▸ Description of the task
Find the line below that contains "Task: pointing. Mark each instance of the braided". Transcribe it and every line after it exactly, adding nothing.

▸ Stored data entries
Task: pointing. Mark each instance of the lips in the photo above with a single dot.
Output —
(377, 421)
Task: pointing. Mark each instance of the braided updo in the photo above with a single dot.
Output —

▸ Written answer
Task: pointing. Mark each instance of the braided updo in the photo above with a single dot.
Output —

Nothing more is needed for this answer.